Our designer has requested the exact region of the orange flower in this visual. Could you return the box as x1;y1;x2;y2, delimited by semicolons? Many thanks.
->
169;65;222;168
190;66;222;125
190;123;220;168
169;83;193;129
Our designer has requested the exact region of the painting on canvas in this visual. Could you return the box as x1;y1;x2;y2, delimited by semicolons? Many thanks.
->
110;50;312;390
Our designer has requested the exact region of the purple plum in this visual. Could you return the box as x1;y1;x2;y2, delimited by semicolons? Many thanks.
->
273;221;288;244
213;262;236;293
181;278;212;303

→ **Task description**: Print precisely the lines from the one with "Our designer has requested the exact region of the purple" through the end of the data above, adding nothing.

→ **Completed exercise**:
Our designer has requested the exact region of the purple plum in this visual. Could you return the box as x1;y1;x2;y2, delimited by semicolons? Many thanks.
->
273;221;288;244
213;262;236;293
181;278;212;303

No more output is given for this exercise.